EXERCISE: In the travel account, why was the phone number from the e-mail not recognized?

DOCUMENT PASSAGE:
--------------------

I had no trouble getting through the Amsterdam airport. The "Cityhopper" flight from there to Manchester was out of a gate and onto a bus that took us across the airport to a smaller set of runways on a smaller plane. Not as small as the plane from E-ville to Memphis, though! When I arrived in Manchester, things deteriorated.

There was a thunder storm between Amsterdam and Manchester, so we had to circumvent it. This put us into Manchester about 15 minutes late. Then, once on the ground, there was construction on the runways, so taxiing to the gate was another 20 minutes. Customs was no problem. When I got into the main arrival area, I cashed out my US$$ for L... But, I could not find the "car" that was to pick me up. I looked at my e-mail and found the phone number. I was to call them and they would tell me where they were waiting. I found a "red box" and put in 40 pence (thanks, Andrew!) and dialed the number. The number was not recognized. The phone number was missing a digit. So I called St. Deiniol's Library. I got a recording saying the office was closed. So I went back to my computer and e-mailed the person who sent the information about the "car" reservation. But, I could not get an internet connection.

After 2 hours of wandering through the "car park" (parking garage) looking for a "car" service from Hawarden, I went back into the terminal. A scruffy looking guy walked up to me and asked if I was Mrs. Stucklen. I laughed! Who on earth with a cockney accent would be looking for my mother?!!! Of course it was the driver who didn't get my name correct. But we laughed and he walked me to the "car" -- a small bus, really. And I was the only passenger. From the parking fee, I knew he'd been waiting less than an hour.

--------------------

RECORD EXCERPTS:
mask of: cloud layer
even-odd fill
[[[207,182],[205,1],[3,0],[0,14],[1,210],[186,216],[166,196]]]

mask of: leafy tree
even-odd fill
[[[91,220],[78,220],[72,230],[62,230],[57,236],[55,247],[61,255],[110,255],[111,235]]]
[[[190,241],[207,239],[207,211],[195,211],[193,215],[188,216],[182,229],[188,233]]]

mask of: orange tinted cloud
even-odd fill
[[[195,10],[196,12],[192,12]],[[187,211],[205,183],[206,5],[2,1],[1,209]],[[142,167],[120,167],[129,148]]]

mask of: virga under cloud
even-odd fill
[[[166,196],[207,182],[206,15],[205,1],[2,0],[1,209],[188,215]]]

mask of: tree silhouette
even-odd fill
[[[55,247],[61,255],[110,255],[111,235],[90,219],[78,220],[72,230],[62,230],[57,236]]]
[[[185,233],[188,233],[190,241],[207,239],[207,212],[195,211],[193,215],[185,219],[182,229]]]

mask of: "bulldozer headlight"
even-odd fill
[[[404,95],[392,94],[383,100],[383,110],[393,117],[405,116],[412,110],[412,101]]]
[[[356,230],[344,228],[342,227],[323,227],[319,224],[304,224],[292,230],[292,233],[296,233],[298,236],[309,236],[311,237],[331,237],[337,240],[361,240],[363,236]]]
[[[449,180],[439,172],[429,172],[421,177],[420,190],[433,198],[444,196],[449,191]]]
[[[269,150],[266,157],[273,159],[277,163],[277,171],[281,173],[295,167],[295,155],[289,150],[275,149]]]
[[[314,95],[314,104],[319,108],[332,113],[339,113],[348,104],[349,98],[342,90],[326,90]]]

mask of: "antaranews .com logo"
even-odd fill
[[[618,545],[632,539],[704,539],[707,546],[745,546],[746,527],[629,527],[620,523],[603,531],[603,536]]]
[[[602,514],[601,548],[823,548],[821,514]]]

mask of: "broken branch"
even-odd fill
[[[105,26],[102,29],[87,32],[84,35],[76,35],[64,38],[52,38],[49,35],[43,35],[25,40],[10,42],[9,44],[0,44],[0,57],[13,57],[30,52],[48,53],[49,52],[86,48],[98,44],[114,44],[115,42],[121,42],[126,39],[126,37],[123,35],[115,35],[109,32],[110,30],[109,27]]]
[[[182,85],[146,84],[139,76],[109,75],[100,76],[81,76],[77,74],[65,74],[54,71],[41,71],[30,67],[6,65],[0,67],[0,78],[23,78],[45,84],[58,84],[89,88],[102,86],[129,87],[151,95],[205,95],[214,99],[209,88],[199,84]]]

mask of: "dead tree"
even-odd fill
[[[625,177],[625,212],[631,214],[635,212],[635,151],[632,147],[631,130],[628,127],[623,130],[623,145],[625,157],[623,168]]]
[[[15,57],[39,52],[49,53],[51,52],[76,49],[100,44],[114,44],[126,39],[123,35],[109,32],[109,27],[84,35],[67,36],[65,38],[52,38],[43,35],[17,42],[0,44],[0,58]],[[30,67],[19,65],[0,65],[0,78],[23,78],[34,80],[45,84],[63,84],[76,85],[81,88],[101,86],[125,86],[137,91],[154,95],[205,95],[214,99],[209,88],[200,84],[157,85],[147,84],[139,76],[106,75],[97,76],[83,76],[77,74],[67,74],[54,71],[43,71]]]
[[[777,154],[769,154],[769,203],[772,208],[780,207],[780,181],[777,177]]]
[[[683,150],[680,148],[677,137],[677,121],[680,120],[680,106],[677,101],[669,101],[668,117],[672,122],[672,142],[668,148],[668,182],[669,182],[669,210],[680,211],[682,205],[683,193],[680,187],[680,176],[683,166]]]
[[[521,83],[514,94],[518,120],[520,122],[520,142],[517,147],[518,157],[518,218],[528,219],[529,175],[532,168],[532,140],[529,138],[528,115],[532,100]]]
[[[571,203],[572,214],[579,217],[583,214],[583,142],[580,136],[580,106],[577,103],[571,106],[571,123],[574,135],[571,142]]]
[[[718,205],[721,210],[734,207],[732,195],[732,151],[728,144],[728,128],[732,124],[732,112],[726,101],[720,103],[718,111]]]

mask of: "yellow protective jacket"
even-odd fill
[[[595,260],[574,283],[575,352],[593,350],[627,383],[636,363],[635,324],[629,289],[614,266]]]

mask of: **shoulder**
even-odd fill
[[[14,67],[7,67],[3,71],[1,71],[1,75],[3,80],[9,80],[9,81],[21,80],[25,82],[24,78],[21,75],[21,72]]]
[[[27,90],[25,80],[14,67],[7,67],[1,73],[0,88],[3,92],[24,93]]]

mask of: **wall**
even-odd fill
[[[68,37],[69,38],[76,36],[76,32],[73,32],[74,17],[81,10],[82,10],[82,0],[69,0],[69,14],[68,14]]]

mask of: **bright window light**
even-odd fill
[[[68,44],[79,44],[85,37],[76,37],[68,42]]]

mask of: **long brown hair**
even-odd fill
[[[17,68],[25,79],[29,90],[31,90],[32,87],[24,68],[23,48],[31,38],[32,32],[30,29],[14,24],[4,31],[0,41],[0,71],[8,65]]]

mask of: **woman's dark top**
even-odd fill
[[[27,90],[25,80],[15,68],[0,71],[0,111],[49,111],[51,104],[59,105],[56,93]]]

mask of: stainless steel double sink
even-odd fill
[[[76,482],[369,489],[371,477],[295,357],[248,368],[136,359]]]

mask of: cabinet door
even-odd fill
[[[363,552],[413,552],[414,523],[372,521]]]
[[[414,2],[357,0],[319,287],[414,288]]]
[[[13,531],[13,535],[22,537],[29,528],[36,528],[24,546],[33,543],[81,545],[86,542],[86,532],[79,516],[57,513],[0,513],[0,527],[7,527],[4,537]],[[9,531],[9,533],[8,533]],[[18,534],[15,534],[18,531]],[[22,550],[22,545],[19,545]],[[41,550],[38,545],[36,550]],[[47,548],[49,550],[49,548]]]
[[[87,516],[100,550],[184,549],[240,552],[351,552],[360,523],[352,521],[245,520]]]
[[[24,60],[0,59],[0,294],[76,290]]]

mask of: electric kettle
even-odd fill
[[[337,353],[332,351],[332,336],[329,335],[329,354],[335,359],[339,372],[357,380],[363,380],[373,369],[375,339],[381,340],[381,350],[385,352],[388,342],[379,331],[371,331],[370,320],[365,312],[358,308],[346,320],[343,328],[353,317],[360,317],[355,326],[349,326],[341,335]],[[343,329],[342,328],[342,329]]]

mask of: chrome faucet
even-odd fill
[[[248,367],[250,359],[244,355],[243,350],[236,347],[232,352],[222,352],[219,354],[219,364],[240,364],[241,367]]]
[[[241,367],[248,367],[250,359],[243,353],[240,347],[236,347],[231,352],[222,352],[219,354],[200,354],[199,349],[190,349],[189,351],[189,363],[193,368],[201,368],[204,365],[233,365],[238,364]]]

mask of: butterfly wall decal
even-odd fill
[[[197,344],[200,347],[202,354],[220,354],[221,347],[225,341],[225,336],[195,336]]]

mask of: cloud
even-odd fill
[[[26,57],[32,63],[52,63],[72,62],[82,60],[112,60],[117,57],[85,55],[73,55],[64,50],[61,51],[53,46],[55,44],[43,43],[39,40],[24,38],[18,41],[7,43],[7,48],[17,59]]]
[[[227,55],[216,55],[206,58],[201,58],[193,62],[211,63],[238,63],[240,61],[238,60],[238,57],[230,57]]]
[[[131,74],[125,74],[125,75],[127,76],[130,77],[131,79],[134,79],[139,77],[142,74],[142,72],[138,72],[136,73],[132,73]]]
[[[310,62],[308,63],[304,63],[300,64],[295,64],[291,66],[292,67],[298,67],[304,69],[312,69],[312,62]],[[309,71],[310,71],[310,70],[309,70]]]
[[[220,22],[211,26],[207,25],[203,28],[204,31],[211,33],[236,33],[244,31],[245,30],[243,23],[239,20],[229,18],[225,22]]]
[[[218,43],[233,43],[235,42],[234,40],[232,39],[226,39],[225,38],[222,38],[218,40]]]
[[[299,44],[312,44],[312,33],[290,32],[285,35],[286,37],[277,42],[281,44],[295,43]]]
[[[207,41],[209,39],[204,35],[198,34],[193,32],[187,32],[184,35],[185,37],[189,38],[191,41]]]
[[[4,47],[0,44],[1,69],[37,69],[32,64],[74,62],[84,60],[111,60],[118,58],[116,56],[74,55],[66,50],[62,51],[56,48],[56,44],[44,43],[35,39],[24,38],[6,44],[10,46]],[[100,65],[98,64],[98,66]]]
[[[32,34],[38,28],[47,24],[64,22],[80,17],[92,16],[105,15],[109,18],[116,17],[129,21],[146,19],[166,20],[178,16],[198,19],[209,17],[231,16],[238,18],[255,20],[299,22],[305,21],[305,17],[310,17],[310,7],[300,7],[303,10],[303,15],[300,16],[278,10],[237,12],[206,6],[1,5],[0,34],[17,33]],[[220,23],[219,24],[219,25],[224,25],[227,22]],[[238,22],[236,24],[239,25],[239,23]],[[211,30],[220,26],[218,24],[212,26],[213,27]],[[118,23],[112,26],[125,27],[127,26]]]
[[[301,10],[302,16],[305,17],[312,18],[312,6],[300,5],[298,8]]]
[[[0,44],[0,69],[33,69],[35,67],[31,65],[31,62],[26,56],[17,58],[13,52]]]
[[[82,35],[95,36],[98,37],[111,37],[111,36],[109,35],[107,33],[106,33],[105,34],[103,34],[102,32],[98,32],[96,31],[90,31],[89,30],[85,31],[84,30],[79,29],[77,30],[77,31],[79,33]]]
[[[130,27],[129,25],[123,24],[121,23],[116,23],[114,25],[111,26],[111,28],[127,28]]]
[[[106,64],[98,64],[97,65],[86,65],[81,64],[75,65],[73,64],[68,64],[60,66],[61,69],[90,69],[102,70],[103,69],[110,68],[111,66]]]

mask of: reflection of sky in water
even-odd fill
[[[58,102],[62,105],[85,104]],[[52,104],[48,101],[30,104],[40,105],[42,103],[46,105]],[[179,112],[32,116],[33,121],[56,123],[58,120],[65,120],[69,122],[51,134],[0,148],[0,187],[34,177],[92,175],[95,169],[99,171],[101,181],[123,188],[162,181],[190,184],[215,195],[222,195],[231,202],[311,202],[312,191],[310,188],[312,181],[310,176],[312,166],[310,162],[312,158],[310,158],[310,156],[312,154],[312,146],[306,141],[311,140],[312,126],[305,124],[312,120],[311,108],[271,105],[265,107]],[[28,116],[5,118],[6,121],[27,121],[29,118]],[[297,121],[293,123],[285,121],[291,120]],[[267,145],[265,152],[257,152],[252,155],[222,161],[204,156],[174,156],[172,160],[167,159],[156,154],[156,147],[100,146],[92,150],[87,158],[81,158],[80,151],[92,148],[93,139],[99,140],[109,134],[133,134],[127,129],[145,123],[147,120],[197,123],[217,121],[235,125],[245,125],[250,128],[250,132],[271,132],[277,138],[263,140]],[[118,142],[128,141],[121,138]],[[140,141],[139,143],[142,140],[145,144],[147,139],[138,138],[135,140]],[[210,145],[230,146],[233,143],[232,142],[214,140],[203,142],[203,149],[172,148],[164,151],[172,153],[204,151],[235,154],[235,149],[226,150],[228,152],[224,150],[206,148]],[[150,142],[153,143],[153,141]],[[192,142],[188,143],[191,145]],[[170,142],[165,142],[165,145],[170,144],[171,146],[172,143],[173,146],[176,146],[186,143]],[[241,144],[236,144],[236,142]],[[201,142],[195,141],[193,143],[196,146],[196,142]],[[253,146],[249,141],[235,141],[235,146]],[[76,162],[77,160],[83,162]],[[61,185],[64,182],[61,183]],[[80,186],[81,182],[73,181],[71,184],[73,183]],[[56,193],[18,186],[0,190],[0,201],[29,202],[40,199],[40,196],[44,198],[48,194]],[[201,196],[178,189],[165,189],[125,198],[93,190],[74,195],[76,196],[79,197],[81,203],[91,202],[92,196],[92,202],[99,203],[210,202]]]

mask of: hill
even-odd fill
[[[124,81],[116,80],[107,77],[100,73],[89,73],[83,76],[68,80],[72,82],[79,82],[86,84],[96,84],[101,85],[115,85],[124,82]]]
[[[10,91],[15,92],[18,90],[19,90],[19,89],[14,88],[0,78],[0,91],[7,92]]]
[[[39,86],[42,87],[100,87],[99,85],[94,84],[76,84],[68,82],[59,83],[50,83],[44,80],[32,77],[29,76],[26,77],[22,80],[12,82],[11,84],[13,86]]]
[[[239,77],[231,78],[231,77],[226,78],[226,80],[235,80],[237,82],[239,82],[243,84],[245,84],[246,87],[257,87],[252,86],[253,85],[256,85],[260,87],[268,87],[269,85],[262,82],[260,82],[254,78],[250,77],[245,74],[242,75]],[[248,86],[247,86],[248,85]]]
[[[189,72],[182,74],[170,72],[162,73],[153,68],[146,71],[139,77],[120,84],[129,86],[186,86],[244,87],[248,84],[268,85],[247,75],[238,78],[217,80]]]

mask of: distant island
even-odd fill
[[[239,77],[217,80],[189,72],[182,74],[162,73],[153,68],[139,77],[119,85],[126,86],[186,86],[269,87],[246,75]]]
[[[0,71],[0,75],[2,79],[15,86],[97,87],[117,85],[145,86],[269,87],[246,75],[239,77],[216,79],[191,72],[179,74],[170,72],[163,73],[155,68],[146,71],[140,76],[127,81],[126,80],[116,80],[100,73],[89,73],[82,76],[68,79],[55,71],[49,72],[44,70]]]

--------------------

ANSWER FOR THIS EXERCISE: The phone number was missing a digit.